## PROBLEM DETAILS
Print, exactly and completely, every entry in the data.

▼

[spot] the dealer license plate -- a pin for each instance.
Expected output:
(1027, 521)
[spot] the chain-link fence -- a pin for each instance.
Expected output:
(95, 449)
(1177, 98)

▲

## TASK ANSWER
[spot] the dealer license plate -- a pin for each instance.
Expected output:
(1027, 521)
[spot] the chain-link fence -- a pin for each instance.
Expected output:
(95, 449)
(1177, 98)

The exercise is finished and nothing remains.